(What is expected): Rewrite all of the data below as a numbered list, skipping blank lines and leaving out the pictures.

[Image outline annotation entries]

(begin)

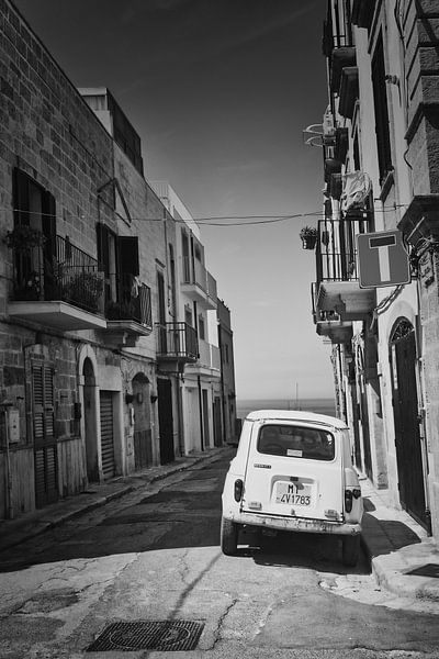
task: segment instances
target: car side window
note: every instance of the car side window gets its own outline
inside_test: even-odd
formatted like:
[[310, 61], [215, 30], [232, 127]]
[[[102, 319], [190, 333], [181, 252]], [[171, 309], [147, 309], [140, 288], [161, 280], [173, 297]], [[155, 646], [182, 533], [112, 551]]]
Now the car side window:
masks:
[[305, 426], [267, 424], [259, 431], [258, 453], [288, 458], [333, 460], [335, 442], [331, 433]]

(end)

(The answer):
1. task: segment instances
2. target: car side window
3. note: every instance of the car side window gets its own outline
4. inside_test: even-odd
5. formatted like:
6. [[310, 61], [215, 30], [232, 127]]
7. [[[102, 319], [190, 333], [181, 252]], [[171, 309], [147, 309], [140, 288], [161, 280], [173, 297]], [[155, 646], [182, 533], [112, 551]]]
8. Now the car side window:
9. masks:
10. [[305, 426], [267, 424], [259, 431], [258, 453], [288, 458], [333, 460], [335, 442], [331, 433]]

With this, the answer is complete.